INSTRUCTIONS FOR THE TASK:
Write the line that includes "of the asphalt" and all subsequent lines, exactly as written, and nothing more.

• • •

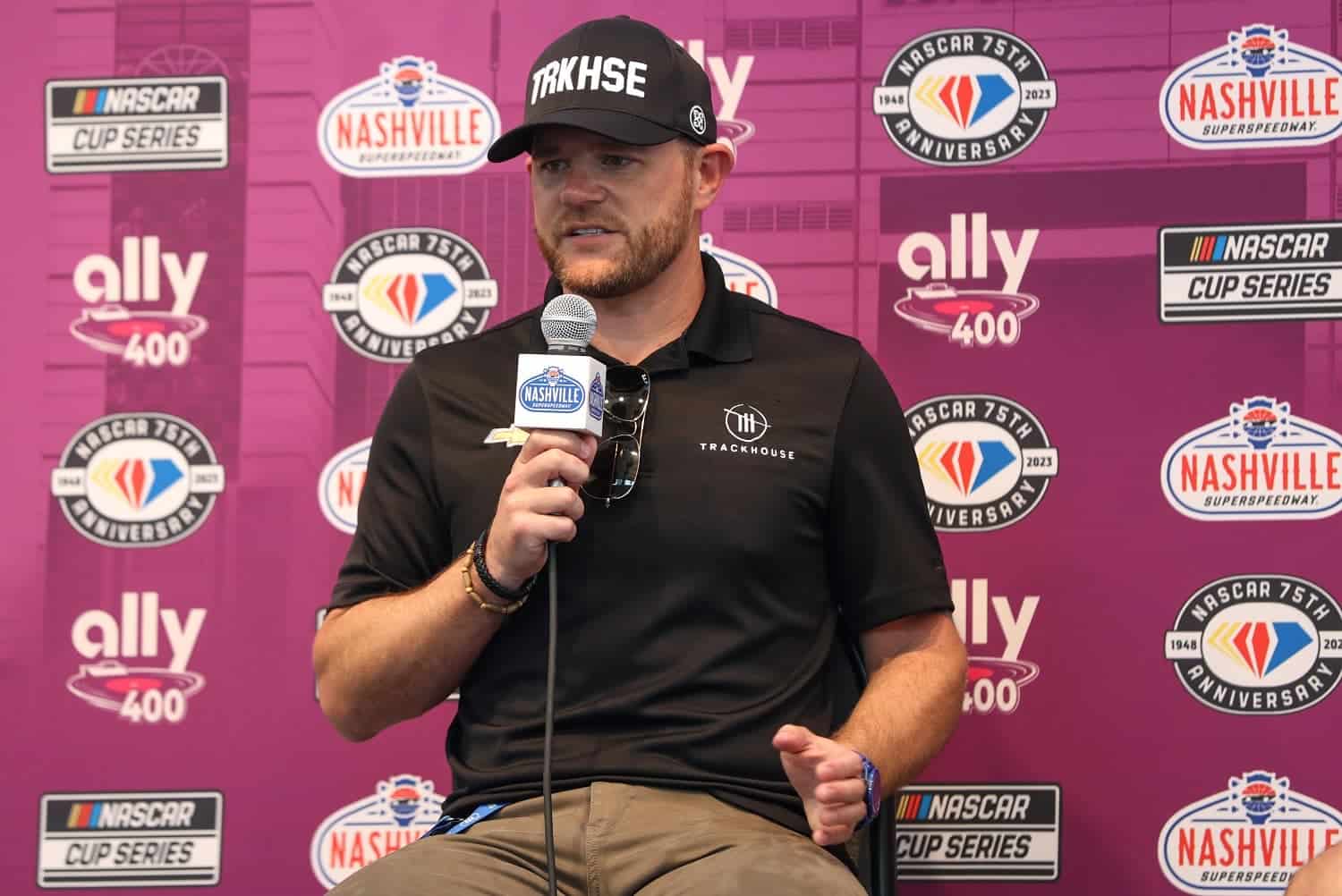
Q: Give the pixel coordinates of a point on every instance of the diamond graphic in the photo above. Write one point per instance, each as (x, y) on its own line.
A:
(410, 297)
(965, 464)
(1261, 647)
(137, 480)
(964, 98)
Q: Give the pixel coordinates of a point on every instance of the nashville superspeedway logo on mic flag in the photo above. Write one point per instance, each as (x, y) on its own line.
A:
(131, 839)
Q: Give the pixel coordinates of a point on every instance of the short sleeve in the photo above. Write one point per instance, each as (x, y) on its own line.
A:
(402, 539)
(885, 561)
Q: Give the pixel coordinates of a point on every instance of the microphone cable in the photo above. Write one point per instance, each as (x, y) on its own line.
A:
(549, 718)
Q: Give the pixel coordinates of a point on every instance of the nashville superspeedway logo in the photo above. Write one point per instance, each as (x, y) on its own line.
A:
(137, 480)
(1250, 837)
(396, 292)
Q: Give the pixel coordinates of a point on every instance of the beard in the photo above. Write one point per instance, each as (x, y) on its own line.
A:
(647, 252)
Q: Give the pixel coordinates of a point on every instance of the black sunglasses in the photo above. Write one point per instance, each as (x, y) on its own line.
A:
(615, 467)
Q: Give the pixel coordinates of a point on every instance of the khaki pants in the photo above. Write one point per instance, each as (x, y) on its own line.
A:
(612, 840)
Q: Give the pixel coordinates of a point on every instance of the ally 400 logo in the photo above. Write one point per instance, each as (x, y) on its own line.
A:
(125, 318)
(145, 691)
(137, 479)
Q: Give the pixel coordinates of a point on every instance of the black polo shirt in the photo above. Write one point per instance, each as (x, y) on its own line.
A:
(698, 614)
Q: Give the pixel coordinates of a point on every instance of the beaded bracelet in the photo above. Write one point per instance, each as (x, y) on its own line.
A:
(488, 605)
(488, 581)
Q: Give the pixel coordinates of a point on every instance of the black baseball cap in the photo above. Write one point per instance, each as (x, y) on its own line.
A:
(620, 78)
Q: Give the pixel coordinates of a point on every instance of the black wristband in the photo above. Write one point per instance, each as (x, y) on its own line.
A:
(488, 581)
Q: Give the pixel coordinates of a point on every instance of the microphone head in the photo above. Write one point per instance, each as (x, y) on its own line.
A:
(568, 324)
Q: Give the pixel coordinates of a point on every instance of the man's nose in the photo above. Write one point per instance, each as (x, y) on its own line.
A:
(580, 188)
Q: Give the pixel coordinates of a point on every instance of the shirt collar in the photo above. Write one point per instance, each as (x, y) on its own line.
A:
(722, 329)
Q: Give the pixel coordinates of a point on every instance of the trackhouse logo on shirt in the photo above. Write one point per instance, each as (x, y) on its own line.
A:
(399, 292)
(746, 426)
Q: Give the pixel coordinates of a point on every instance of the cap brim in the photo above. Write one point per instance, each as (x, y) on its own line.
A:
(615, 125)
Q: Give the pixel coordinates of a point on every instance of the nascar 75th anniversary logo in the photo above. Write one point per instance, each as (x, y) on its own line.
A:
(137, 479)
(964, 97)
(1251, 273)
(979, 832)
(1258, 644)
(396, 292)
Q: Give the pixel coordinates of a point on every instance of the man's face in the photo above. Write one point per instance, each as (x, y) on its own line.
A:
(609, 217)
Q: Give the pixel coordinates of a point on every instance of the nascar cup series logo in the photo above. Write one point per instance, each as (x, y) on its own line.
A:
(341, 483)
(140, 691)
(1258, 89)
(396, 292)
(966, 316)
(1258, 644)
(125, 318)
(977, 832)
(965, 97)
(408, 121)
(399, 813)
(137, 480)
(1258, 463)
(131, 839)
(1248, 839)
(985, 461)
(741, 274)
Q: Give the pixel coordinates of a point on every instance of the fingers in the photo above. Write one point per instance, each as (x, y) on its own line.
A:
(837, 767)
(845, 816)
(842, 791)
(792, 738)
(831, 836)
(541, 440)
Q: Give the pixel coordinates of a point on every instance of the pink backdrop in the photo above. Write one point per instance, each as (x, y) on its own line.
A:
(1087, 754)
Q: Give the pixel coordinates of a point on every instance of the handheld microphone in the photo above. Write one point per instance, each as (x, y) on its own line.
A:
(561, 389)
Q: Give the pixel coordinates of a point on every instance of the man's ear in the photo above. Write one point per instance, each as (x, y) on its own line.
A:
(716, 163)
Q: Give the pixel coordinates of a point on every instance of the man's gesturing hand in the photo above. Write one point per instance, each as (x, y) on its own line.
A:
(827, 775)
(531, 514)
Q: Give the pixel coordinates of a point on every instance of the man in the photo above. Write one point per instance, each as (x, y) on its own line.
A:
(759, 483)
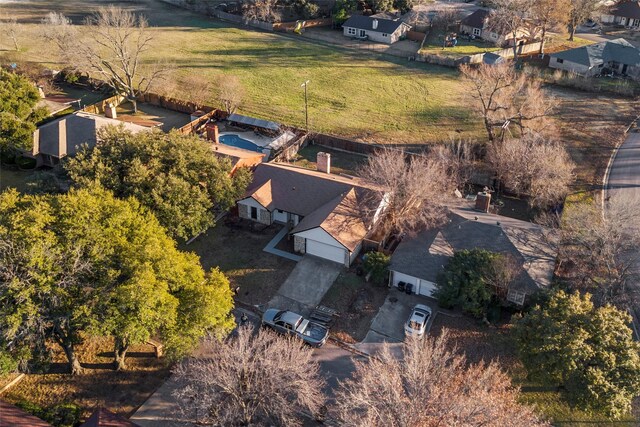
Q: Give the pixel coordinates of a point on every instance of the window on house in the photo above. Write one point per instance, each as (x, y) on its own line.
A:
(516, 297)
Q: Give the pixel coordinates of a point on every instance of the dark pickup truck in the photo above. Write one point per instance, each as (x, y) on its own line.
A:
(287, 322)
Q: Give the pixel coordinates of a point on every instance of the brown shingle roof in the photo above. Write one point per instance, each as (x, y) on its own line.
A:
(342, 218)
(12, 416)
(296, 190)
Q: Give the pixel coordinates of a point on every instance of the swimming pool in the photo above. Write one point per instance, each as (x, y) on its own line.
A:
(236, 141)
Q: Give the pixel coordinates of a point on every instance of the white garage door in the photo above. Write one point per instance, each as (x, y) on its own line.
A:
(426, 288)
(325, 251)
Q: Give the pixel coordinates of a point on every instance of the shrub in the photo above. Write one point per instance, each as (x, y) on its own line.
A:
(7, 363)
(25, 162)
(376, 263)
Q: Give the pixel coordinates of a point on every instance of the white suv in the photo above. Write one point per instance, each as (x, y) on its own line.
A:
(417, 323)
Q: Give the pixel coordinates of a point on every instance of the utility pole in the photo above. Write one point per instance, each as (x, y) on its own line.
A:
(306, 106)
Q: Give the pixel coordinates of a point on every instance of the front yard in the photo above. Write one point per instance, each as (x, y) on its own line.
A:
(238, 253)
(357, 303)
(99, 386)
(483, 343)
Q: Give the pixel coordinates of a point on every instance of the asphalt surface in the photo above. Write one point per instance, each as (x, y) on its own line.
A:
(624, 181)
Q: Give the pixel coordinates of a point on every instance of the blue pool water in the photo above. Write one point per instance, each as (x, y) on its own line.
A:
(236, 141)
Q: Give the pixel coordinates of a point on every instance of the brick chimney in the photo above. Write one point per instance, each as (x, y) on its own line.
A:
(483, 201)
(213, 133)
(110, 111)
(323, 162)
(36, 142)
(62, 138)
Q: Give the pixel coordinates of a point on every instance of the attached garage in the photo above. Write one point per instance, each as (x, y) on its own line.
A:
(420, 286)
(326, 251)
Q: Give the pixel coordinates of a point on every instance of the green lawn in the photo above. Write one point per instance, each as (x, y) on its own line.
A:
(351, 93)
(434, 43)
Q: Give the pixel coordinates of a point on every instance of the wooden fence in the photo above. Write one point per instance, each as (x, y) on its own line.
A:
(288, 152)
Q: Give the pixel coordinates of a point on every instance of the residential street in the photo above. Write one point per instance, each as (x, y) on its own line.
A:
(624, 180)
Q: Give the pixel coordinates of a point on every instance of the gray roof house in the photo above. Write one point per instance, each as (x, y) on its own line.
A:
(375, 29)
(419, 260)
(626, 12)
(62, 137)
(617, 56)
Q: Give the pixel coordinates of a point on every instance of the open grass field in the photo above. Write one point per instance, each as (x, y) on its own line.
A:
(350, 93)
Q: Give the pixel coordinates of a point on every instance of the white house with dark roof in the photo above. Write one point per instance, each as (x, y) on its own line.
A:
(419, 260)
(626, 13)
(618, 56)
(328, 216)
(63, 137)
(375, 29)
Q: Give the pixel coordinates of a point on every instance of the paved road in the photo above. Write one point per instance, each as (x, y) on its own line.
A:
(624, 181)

• • •

THE ANSWER:
Q: Give the pixel coordinates of a point on every instance of the asphalt surface in the photo above. Write one point per instance, each as (x, y) on its own line.
A:
(624, 181)
Q: Give the pixel coordinates of a point on every instance of the blue pool water in the photo above. Write one point per instance, each as (x, y) on its own line.
A:
(236, 141)
Q: Give the pixel coordinates of a point on every instance of the brick chimney in the photo above. Write one point per instance, each as (x, y) on its own line.
A:
(483, 201)
(213, 133)
(110, 111)
(323, 162)
(36, 142)
(62, 138)
Q: Give the pixel coordinates of a point on every instance of the attached garage in the photo above. Write one point per instance, each as (x, y) on its own line.
A:
(420, 286)
(326, 251)
Q: Give the pixel coordinates of a point on every instance of the green lawn in the photo above. Write one point per instance, each as (x, y) on its own line.
A:
(351, 93)
(434, 43)
Q: Give the pixel coordinates of a point on every instance of the wooden fence in the photo above. Write one point per instance, each as (x, y) on its own line.
A:
(288, 152)
Q: Give the pixel coordinates of a point on every instance of the residential street in the photo above. Write one point per instance, each as (x, y) on its own line.
A:
(624, 180)
Q: Give the pixel coordinates of a point on every instance of the gray roof house in the photo above. Write one point per instance, each as (x, y) on its own line.
A:
(375, 29)
(419, 260)
(626, 12)
(62, 137)
(617, 56)
Q: Give the pixel coordinates of a point on every instance of the open grass field in the photo above. Write one point per instance, each as (x, y) on its own line.
A:
(350, 93)
Q: Give the pixel coordinates of a point on every instance of the white house with dark roof in the photo above. Write one point per instance, each as (x, y) on its own line.
A:
(419, 260)
(626, 13)
(618, 56)
(328, 216)
(63, 137)
(375, 29)
Q: Give the pixel coordinates of a point on every instance of the paved road in the photo above. Write one point per instance, each as (x, y) on its own line.
A:
(624, 181)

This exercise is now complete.